> _QUOTED PASSAGE_
—————

The other consideration that sometimes comes up: the resort underwent a design change about halfway through, adding access to the master bath from the living room.  In earlier buildings, you have to go through either the master or second bedroom to get to a bath.   With four people and a 2BR, that's probably not a big deal for you.

As for the bus system---we usually get a car and enjoy the convenience.  When we have one, we drive everywhere except Magic Kingdom (where the bus is often a little faster than driving), or our other evening destinations if we plan to have a second drink while we are there.  Our last trip had a couple frustrating bus trips returning to MK in the evening.  But, we did take one "extra" trip without a car, and it was fine, so if you'd really rather save the money, it would be okay.


----------



## Egret1986 (Jun 21, 2009)

*Thanks for the additional info*

Am I correct that if you drive and go into the parks with your car that parking is free with staying onsite?  Are you going into the same parking entrances and areas as the general population?

Well, my husband's onboard now.  He was skeptical about going since we had already previously discussed no more Disney.  I thought telling him the benefits and difference of staying onsite would easily persuade him.  It took him telling a couple of ladies at work what the wife was considering and them telling him that; yeah, you're crazy not to want to go for that and sharing the fact that there's a lot to appeal to adults that we've never seen yet.  Never been to Downtown Disney before.

Now, breaking it to the two 15-year-olds.  They'll be negative about it, so I'll probably just wait on that one.  They're just too cool and old for that sort of stuff.  

Hubby and I are really looking forward to it!


----------



## bnoble (Jun 22, 2009)

Yes, parking is free.  You can either driver yourself (which would just be like it always is) or you can take the Disney transportation system.  We tend to prefer driving with two exceptions. At the Magic Kingdom, the bus lets you off just outside the gates, so no mucking around with the monorail/ferry.  We also use the bus system if we're planning on having that second glass of wine with dinner.

With teenagers, the Disney transportation system is a real bonus---it makes it easy to split up for a little bit and let the adults be the adults while the kids can be kids.  There's a limited amount of trouble that two teenagers can get into at WDW, so they can have a little bit of freedom without worrying you senseless.  For example, you can send the teens to Hollywood Studios so that they can ride Tower of Terror and Rock-n-Rollercoaster all evening while you and DH enjoy a nice dinner and a few drinks in Epcot's World Showcase.

The key thing to making a Disney trip work for us: no commando.  We do try to get there by the time they open most days, but we take substantial breaks away from the parks mid-day and we enjoy some of the other things the resort has to offer.


----------



## Egret1986 (Jun 22, 2009)

—————

> _SHORT EXERCISE A_
Gather every line of the rows below that contains the word "distant", copying each one unchanged.

—————

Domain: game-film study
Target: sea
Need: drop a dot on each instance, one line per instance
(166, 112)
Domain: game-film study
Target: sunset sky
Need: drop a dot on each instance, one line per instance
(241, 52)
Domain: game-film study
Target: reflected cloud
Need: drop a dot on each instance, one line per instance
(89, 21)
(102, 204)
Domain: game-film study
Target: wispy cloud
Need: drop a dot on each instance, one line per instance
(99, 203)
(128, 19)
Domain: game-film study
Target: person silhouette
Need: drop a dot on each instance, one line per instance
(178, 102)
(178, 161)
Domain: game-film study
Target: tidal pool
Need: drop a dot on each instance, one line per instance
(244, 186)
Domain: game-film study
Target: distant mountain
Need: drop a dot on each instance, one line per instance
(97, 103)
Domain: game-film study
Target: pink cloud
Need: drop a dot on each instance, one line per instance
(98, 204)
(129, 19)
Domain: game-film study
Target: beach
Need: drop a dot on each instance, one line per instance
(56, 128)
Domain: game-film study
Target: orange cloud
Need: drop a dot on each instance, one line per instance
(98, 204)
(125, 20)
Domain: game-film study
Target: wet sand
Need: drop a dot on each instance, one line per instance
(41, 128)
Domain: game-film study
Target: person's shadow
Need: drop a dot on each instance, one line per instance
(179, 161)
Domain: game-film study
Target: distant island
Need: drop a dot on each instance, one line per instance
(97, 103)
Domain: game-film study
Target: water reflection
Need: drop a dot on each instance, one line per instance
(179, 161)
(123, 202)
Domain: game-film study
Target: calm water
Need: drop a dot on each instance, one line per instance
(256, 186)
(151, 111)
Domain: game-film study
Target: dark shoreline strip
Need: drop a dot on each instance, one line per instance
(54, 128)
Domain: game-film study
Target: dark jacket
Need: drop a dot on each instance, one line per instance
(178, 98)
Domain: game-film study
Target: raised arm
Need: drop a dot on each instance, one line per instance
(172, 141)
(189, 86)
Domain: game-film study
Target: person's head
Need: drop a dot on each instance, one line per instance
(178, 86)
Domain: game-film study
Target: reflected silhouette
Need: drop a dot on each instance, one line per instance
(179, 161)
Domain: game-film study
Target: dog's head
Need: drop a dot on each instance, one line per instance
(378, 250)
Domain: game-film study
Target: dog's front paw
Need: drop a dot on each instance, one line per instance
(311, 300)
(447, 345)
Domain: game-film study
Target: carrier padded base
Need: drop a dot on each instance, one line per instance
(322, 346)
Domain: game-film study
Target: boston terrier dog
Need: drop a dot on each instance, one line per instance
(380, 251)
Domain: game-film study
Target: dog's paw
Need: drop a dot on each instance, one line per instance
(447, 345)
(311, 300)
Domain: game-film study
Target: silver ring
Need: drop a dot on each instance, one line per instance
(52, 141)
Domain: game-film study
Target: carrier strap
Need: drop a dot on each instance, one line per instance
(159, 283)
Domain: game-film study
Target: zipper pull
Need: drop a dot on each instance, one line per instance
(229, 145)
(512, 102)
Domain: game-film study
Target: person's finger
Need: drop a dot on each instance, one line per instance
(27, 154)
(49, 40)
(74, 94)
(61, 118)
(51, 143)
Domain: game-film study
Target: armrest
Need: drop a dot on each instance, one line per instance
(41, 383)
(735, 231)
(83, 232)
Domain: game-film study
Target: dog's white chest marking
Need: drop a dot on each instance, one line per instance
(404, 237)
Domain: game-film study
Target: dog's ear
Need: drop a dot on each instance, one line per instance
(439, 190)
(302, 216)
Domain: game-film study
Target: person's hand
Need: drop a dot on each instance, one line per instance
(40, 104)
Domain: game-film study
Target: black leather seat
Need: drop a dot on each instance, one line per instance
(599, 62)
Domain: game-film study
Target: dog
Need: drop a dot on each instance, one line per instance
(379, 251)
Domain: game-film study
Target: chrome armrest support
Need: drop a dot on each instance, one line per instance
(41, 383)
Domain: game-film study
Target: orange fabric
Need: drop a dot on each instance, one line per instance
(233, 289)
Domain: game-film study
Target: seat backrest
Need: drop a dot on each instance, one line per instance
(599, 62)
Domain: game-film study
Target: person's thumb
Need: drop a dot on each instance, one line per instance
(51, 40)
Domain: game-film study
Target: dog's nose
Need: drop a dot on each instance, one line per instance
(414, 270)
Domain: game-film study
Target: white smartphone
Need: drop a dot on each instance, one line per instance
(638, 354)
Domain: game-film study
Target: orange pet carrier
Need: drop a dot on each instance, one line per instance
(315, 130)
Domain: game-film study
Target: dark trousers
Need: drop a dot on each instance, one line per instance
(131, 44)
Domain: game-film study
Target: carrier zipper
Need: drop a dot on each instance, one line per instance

—————

> _SHORT EXERCISE B_
Please rewrite the part of the forum thread above starting with "Am I correct" and going on through "the general population?", substituting "vehicle" for "car".

> _WORKED SOLUTION A_
Target: distant mountain
Target: distant island

> _WORKED SOLUTION B_
Am I correct that if you drive and go into the parks with your vehicle that parking is free with staying onsite?  Are you going into the same parking entrances and areas as the general population?